[The problem]:
In the material below, repeat only the lines from the one that holds "Please spot the white coverall" through the final line, exactly as they stand.
--
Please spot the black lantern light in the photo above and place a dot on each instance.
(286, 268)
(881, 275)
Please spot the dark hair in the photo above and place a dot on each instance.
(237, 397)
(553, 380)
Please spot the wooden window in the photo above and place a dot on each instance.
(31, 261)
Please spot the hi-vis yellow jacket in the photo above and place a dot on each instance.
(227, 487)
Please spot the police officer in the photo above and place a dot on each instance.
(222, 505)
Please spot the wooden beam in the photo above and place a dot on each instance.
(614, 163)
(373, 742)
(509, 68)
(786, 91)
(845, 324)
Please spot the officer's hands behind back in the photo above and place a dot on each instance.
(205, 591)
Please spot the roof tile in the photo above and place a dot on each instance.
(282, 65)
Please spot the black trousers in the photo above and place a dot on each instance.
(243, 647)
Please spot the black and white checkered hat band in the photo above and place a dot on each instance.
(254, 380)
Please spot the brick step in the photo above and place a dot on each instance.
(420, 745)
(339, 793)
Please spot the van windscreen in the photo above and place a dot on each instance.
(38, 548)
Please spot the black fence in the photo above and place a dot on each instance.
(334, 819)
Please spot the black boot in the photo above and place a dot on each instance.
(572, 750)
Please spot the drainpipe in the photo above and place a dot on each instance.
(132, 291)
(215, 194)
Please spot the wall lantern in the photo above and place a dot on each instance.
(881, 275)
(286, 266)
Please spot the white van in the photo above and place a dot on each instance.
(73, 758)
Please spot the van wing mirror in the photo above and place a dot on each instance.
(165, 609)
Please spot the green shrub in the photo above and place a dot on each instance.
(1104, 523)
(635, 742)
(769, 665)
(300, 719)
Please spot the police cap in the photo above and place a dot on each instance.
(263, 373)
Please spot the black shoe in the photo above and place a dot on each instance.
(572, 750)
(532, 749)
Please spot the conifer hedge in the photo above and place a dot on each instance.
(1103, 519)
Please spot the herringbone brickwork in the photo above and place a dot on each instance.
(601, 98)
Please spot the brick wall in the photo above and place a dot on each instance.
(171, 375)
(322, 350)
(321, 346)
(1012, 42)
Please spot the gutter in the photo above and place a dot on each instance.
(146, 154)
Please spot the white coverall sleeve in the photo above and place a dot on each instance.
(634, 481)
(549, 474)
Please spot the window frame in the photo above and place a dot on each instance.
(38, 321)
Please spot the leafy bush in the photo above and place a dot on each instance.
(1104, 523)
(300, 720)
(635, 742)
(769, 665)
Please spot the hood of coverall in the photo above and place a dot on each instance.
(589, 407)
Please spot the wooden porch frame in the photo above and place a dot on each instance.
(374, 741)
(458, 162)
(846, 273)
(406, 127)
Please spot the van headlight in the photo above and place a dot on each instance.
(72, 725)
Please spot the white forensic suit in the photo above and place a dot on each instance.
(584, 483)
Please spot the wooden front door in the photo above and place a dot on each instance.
--
[Solution to the exercise]:
Please spot the white coverall sleeve in the photo above and place a dot on each instance.
(634, 481)
(549, 474)
Please spot the window frame in the photo above and place a dot on each instance.
(38, 321)
Please spot the leafy bush in the photo above and place a dot on each instance.
(1104, 523)
(300, 720)
(635, 742)
(769, 665)
Please spot the hood of coverall in the photo above and place a dot on each instance.
(589, 407)
Please spot the wooden porch frame in the photo above and place a dot on each instance.
(374, 741)
(458, 162)
(846, 273)
(406, 127)
Please spot the van headlight in the photo above and place a dot on each instance.
(72, 725)
Please spot the white forensic suit in the photo above and place a dot on each instance.
(584, 483)
Please spot the wooden front door in the photo above and place a dot on each instance.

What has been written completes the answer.